Rewrite each of the items below, changing "innermost point" to "central point" wherever it occurs and keeping everything else the same.

▬▬▬▬▬▬▬▬▬▬

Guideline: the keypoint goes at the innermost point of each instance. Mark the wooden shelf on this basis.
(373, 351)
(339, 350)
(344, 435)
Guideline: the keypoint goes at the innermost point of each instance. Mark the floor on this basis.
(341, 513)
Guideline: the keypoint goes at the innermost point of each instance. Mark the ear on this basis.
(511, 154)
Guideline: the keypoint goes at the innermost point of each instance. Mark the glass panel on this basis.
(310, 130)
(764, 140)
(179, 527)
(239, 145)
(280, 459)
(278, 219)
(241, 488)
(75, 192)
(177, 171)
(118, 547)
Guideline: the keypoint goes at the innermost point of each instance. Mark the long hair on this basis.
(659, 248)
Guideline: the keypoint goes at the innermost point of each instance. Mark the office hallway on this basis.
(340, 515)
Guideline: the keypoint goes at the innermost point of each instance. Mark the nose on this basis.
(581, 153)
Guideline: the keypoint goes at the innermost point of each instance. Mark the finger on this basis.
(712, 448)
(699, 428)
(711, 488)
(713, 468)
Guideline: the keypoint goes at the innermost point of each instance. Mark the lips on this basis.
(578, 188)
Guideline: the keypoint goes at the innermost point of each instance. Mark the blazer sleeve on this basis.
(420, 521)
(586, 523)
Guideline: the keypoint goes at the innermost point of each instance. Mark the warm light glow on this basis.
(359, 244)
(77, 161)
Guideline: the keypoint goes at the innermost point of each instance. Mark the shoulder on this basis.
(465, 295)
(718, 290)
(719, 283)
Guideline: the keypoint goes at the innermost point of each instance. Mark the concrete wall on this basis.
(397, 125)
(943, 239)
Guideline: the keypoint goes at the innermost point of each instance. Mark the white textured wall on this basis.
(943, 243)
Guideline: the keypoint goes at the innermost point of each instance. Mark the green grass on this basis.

▬▬▬▬▬▬▬▬▬▬

Solution ::
Guideline: the keypoint goes at the central point of each instance. Mark the wooden shelf on this basis.
(373, 351)
(339, 350)
(344, 435)
Guideline: the keypoint goes at the central point of each instance. Mark the floor on this basis.
(341, 513)
Guideline: the keypoint goes at the central point of each instance. Mark the ear on this basis.
(511, 154)
Guideline: the keypoint goes at the central point of each instance. Mark the glass panel on this basis.
(310, 130)
(764, 140)
(179, 527)
(239, 145)
(280, 459)
(278, 219)
(241, 488)
(75, 192)
(177, 171)
(118, 547)
Guideline: the keypoint goes at the central point of each instance. Mark the long hair on this basis.
(659, 248)
Guideline: the keypoint goes at the central point of each instance. Mark the office hallway on this basis.
(340, 515)
Guideline: the keypoint goes at the central point of each instance. Mark the nose on this basis.
(581, 153)
Guideline: the keypoint goes at the central point of each instance. Mark the finger on this basis.
(712, 448)
(699, 428)
(711, 488)
(713, 468)
Guideline: the keypoint goes at the central point of each instance. Mark the lips on this basis.
(578, 188)
Guideline: the keypoint goes at the central point of each instance. Mark the blazer sleeve on this basis.
(420, 521)
(586, 523)
Guideline: the keypoint goes at the central point of each instance. Mark the warm light glow on this basis.
(359, 244)
(77, 161)
Guideline: the keypoint goes at the central point of each instance. Mark the shoulder on this basis.
(465, 295)
(718, 290)
(719, 283)
Guideline: the keypoint goes at the central point of each instance. Mark the concrete wall on this basis.
(397, 125)
(943, 239)
Guideline: the keypoint goes at the central point of each instance. Mark the white textured wall on this basis.
(943, 243)
Guideline: the keypoint goes at the central point of each instance. Mark the green grass on this basis.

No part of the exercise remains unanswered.